Render every line of the listing below as a numbered list, skipping blank lines. Leave the pictures out of your answer.

## Data for processing
══════

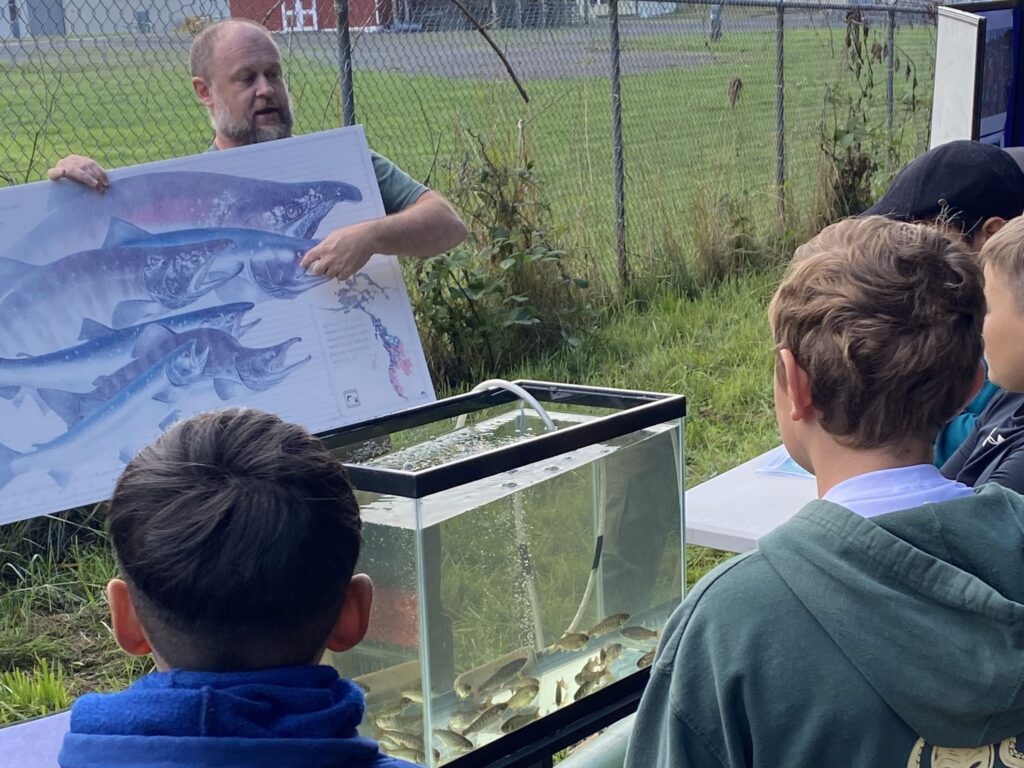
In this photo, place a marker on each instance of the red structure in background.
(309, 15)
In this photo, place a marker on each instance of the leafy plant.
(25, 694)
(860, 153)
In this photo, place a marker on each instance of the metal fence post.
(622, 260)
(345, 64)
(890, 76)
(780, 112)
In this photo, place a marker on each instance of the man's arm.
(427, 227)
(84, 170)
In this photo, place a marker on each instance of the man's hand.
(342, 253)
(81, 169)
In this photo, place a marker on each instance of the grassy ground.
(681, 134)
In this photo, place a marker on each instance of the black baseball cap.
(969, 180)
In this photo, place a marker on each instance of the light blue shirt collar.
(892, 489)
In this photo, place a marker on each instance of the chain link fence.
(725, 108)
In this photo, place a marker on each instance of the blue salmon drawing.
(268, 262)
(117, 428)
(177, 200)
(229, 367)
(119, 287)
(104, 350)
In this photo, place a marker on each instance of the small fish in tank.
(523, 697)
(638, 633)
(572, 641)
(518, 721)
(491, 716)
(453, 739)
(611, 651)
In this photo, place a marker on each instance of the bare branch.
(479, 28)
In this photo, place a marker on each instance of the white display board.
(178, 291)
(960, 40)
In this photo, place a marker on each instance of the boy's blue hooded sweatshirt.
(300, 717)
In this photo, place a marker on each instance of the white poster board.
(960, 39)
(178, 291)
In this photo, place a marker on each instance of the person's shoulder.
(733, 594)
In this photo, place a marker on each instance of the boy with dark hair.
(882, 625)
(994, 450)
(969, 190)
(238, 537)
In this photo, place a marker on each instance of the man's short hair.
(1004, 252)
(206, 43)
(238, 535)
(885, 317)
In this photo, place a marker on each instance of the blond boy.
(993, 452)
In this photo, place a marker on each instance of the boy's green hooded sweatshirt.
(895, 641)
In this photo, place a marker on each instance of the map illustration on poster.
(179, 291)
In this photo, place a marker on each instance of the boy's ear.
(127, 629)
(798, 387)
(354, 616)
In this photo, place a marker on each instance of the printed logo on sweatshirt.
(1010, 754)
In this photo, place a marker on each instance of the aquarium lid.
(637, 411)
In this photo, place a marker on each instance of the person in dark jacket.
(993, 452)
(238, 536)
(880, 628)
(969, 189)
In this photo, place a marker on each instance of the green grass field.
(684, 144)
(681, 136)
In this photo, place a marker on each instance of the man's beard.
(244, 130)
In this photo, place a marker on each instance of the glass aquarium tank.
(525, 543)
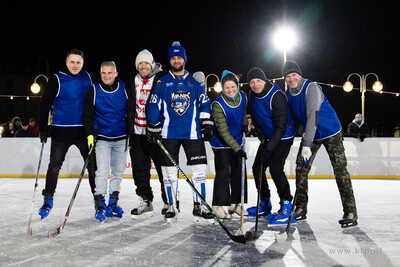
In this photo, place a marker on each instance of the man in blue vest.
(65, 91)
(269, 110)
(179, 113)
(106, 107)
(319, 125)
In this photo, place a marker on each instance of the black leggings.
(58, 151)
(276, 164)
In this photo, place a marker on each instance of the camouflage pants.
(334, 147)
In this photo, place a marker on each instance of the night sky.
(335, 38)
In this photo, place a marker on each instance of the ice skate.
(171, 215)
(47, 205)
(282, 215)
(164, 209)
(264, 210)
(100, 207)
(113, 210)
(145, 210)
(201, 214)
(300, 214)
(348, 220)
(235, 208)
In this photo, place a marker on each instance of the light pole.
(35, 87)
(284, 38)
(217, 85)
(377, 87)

══════

## Solution for this exercise
1. In this photo, place a marker on each instance of the red structure in background.
2. (309, 15)
3. In this photo, place a marker on each instance of the leafy plant.
4. (25, 694)
5. (860, 153)
6. In this photo, place a marker on each instance of the metal fence post.
7. (622, 260)
8. (345, 64)
9. (890, 76)
10. (780, 112)
11. In this photo, place a marker on each instance of the man's arm.
12. (427, 227)
13. (84, 170)
14. In this photo, place a marker on each instance of the man's hand.
15. (342, 253)
16. (81, 169)
17. In this photo, place a marker on each instance of the grassy ground.
18. (681, 134)
19. In this photo, place a marker on each instance of the black baseball cap.
20. (969, 180)
21. In this photo, place a marker on each instance of the light blue shirt collar.
22. (892, 489)
23. In this photo, place a marker on each instance of the chain link fence.
24. (725, 108)
25. In this photo, place a marker on each instance of the blue salmon drawing.
26. (268, 262)
27. (117, 428)
28. (177, 200)
29. (229, 367)
30. (119, 287)
31. (104, 350)
32. In this photo, place a marker on each instance of the small fish in tank.
33. (523, 697)
34. (638, 633)
35. (572, 641)
36. (518, 721)
37. (491, 716)
38. (453, 739)
39. (611, 651)
40. In this photo, place a marker on each instance of the bare branch.
41. (479, 28)
42. In this photo, place a marker on each instance of the white display board.
43. (178, 291)
44. (960, 40)
45. In this photo, place a marker on each instance of the boy's blue hooded sweatshirt.
46. (300, 717)
47. In this photo, place a marker on each instance of the white poster board.
48. (960, 39)
49. (178, 291)
50. In this photo, place a marker on each instance of the person's shoulder.
51. (733, 594)
52. In this photo, place a marker on each instance of the boy with dark hair.
53. (882, 625)
54. (994, 450)
55. (969, 190)
56. (238, 537)
57. In this photo, place a marker on each instance of the man's short hair.
58. (1004, 252)
59. (206, 43)
60. (238, 535)
61. (885, 317)
62. In this photo, place a marker on each instance of the blond boy.
63. (993, 452)
64. In this photo, place a marker on each instance of the boy's green hooded sweatshirt.
65. (895, 641)
66. In this photo, place a marker on each instance of the map illustration on poster.
67. (179, 291)
68. In this photo, place a marker on each instance of the boy's ear.
69. (127, 629)
70. (798, 387)
71. (354, 616)
72. In this photo, place a marker on each instance of the printed logo on sweatshirt.
73. (1010, 754)
74. In this photo, place a marker on each instance of the aquarium lid.
75. (637, 411)
76. In this photo, place a marker on each instance of the person in dark jacket.
77. (993, 452)
78. (238, 536)
79. (880, 628)
80. (969, 189)
81. In this photo, place a marker on each instance of the green grass field.
82. (684, 144)
83. (681, 136)
84. In this photo, place a marker on each instance of the man's beard.
85. (244, 130)
86. In this photo, place a marker on each instance of the glass aquarium tank.
87. (525, 543)
88. In this photo, place a marker on each instance of the man in blue vest.
89. (65, 91)
90. (269, 110)
91. (179, 113)
92. (106, 107)
93. (319, 125)
94. In this photo, place a marker on each instance of the black leggings.
95. (58, 151)
96. (276, 164)
97. In this photo, place a marker on each instance of the camouflage pants.
98. (334, 147)
99. In this photo, place a marker on each instance of the night sky.
100. (335, 38)
101. In this photo, place a marker on each instance of the ice skate.
102. (171, 215)
103. (47, 205)
104. (282, 215)
105. (164, 209)
106. (264, 210)
107. (100, 207)
108. (113, 210)
109. (145, 210)
110. (201, 214)
111. (300, 214)
112. (348, 220)
113. (235, 208)
114. In this photo, place a marker on each instance of the light pole.
115. (35, 87)
116. (284, 38)
117. (217, 85)
118. (377, 87)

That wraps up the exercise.